次に答えよ:
A. 地盤沈下の空隙充填工法に関する文章について、次の問いに答えよ。
(i) 注入孔はコアボーリングで何カ所穿設するか。
(ii) 流動化処理土の材料分離抵抗性は、ブリージング率がいくらであることが求められているか。
(iii) 杭頭周辺部に空隙部が生じると、まず何に対する抵抗力が低下するとされているか。
B. 一覧から、文字列「tent」を含む行をすべて抜き出せ。大文字と小文字は区別する。

出典抜粋:
説明

地盤沈下により生じた空隙部を充填する工法

【課題】1個の注入孔をフーチングに形成し、該注入孔を通じて流動化処理土で空隙部を充填して杭基礎の耐力の低下を未然に防止することができる、地盤沈下により生じた空隙部を充填する工法を提供する。
【解決手段】地盤沈下により支持杭1で支持された既存のフーチング2底面と地盤3との間に生じた空隙部4に流動化処理土5を充填する工法であって、前記フーチング2上面からフーチング2を貫通して前記空隙部4へ到達する注入孔6をコアボーリングにより1カ所穿設し、流動性がフロー値180〜300mmで、比重が1.35〜1.6t/mで、材料分離抵抗性がブリージング率1%未満で、一軸圧縮強度が材令28日で13〜55N/cmの品質基準を満たす流動性の高い流動化処理土5を、前記注入孔6を通して前記空隙部4に注入して充填する。

【発明の詳細な説明】
【技術分野】
【0001】
この発明は、埋め立て地等の軟弱地盤に構築する杭基礎を有する構造物において、地盤沈下によりフーチング(コンクリートの基礎)底面と地盤との間に生じた空隙部に、充填材として流動性の高い流動化処理土を充填する工法の技術分野に属し、更に云えば、前記空隙部に流動化処理土を充填することにより、杭基礎の耐力の低下を防止する技術に関する。
【背景技術】
【0002】
埋め立て地等の軟弱地盤に構築する杭基礎を有する構造物に地盤沈下が生じた場合、支持杭で支持されたフーチング底面と地盤との間に空隙部が生じる。杭頭周辺部に空隙部が生じると、地震等の水平力に対する抵抗力が低下し、ひいては鉛直方向の杭の極限支持力が低下するなど、構造物の杭基礎の耐力が大幅に低下することが知られている。よって、前記空隙部、特には杭頭周辺部の空隙部は、充填材で充填して杭基礎の耐力の低下を未然に防止する必要がある。

未加工の一覧:
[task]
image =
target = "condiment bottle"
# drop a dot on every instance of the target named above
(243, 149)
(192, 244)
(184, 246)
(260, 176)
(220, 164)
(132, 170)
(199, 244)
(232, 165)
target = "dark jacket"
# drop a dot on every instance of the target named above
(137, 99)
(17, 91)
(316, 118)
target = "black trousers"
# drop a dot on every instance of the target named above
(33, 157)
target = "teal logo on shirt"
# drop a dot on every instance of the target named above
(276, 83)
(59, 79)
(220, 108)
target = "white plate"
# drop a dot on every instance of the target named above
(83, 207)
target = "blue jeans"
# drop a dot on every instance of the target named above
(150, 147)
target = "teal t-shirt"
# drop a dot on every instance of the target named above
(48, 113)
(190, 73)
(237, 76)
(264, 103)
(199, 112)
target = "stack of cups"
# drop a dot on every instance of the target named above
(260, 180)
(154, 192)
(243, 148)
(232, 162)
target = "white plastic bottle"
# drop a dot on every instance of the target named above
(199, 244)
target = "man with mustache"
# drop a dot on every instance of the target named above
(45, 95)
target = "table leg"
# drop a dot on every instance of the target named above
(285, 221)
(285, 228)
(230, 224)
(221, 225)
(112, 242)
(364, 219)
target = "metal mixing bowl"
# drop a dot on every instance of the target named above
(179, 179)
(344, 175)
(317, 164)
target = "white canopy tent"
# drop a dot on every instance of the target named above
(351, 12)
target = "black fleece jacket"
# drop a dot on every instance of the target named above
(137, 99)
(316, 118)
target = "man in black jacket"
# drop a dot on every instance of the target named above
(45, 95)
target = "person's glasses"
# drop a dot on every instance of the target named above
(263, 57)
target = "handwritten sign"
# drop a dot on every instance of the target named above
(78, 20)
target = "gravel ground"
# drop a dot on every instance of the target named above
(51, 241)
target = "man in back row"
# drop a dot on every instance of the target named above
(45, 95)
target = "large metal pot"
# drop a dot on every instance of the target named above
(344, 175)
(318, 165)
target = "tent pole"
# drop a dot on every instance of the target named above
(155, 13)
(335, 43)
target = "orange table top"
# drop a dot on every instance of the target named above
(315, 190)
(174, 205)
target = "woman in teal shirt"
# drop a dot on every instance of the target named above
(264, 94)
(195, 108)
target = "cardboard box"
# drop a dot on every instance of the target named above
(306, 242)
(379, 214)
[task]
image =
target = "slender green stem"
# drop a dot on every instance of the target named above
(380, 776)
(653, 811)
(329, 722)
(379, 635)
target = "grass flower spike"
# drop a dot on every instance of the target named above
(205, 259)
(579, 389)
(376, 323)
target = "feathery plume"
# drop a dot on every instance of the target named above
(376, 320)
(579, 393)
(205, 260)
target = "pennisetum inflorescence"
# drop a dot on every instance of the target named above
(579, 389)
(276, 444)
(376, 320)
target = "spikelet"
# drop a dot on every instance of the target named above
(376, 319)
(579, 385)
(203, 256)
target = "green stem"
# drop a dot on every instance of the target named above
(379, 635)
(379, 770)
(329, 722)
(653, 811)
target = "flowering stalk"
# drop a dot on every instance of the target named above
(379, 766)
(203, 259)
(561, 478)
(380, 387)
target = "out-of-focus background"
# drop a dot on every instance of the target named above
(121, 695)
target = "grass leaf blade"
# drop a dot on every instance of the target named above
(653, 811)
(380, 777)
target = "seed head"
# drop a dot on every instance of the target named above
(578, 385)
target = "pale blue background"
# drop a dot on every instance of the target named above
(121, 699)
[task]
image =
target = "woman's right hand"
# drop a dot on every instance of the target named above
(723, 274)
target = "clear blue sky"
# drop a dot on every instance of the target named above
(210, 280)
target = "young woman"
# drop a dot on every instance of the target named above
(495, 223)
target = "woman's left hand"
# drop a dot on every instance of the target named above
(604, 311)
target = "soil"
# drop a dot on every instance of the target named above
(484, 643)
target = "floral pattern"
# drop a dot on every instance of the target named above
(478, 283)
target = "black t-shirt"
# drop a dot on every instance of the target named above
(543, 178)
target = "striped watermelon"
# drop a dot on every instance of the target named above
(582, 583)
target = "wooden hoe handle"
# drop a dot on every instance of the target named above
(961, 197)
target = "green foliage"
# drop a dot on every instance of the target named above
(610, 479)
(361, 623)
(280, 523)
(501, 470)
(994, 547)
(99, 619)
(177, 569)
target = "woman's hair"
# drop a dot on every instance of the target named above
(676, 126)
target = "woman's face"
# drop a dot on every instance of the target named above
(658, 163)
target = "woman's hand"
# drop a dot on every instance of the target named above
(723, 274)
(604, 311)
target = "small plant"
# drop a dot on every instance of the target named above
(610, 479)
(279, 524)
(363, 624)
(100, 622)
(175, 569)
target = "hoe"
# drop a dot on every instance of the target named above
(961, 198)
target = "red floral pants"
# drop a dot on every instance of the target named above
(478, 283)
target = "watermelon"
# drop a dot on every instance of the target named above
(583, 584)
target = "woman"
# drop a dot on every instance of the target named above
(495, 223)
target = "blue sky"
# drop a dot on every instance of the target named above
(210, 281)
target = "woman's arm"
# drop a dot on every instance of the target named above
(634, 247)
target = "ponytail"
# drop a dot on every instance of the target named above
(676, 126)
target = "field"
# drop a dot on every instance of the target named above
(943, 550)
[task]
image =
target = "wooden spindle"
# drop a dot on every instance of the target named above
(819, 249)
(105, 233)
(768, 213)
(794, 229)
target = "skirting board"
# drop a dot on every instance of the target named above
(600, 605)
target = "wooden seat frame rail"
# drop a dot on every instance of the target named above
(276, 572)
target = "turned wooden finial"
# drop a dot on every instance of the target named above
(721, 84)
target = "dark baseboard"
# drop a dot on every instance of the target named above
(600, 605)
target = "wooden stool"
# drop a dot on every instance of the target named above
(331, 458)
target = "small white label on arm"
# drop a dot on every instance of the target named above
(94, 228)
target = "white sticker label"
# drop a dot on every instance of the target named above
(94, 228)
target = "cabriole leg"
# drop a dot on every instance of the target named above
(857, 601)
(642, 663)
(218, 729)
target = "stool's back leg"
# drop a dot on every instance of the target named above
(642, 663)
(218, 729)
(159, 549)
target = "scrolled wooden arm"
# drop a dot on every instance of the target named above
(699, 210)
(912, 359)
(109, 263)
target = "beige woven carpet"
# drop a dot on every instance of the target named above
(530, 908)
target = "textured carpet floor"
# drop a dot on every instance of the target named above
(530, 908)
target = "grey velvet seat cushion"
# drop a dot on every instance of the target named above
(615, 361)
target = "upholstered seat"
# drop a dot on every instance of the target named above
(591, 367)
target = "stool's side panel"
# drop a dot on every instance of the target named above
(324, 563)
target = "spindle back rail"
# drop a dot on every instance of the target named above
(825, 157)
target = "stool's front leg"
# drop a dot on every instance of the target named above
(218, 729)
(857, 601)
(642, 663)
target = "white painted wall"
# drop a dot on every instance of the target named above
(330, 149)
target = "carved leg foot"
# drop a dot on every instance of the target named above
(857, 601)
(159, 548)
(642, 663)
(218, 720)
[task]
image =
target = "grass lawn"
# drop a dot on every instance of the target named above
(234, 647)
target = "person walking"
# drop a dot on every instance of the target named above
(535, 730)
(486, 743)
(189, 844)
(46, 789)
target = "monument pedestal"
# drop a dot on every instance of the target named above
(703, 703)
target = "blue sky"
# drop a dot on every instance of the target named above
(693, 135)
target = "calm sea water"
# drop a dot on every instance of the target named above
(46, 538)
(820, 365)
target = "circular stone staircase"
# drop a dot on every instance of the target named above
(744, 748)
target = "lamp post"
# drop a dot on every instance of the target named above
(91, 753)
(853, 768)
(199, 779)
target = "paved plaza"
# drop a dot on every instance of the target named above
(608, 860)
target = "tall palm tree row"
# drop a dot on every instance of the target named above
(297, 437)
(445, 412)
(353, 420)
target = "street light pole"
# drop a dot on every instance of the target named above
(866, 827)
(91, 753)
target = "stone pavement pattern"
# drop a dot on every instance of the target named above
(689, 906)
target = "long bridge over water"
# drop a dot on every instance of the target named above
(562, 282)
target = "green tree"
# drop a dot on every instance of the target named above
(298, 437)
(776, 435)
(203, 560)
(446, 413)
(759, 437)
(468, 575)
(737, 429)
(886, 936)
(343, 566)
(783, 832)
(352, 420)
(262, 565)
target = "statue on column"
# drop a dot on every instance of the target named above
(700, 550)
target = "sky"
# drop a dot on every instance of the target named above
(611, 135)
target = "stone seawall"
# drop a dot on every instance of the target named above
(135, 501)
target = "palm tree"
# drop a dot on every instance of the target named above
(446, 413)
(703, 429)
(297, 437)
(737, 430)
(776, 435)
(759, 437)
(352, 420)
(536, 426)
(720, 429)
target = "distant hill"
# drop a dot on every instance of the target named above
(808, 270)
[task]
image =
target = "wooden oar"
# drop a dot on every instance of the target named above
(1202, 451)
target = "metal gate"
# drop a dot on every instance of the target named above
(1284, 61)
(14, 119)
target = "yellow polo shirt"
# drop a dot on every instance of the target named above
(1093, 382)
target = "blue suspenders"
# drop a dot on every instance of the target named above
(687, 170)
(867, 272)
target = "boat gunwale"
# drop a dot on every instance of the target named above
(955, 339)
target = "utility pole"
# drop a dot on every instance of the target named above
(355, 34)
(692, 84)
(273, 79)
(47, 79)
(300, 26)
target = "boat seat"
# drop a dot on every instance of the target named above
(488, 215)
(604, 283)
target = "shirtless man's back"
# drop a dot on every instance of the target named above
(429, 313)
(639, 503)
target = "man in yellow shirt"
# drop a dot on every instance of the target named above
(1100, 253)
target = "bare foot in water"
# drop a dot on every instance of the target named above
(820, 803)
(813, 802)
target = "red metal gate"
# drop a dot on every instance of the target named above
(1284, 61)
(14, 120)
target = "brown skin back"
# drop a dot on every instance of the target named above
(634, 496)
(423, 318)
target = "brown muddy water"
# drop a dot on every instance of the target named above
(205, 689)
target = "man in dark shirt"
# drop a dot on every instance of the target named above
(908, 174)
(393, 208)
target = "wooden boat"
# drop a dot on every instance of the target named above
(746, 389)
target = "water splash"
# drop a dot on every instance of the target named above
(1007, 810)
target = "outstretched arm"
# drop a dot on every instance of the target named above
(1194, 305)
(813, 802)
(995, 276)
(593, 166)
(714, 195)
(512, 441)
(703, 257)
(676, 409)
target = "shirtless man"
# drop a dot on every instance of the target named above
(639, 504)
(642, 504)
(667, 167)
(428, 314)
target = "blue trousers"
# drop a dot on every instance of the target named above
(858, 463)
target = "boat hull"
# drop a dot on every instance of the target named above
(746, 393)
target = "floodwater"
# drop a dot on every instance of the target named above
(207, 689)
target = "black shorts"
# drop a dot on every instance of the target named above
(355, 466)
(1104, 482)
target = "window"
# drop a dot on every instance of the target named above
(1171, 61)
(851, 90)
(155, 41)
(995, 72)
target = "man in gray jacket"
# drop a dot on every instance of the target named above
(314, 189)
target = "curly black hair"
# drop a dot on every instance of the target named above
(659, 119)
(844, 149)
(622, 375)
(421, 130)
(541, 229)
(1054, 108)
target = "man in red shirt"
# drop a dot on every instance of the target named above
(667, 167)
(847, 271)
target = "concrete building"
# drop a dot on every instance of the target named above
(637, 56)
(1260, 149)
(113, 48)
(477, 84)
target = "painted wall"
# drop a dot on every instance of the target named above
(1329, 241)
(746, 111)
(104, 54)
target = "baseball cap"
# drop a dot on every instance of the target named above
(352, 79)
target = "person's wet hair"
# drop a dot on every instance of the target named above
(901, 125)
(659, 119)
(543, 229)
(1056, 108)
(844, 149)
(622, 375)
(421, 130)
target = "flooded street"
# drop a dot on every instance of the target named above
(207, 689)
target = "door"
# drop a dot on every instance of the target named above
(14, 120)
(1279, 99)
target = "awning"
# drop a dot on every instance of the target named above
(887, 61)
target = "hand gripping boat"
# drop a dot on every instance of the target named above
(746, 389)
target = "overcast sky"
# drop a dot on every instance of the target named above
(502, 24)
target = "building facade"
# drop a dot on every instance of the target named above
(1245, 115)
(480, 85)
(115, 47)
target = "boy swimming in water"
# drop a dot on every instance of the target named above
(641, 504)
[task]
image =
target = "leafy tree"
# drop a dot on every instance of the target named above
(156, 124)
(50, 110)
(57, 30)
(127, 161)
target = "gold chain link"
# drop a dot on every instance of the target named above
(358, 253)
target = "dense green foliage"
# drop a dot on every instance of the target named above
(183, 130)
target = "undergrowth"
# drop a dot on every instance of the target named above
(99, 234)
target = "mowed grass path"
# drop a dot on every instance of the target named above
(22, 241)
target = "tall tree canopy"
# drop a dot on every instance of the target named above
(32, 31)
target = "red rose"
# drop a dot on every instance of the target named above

最終結果:
A.
(i) 1カ所
(ii) 1%未満
(iii) 地震等の水平力

B.
target = "white canopy tent"
target = "tent pole"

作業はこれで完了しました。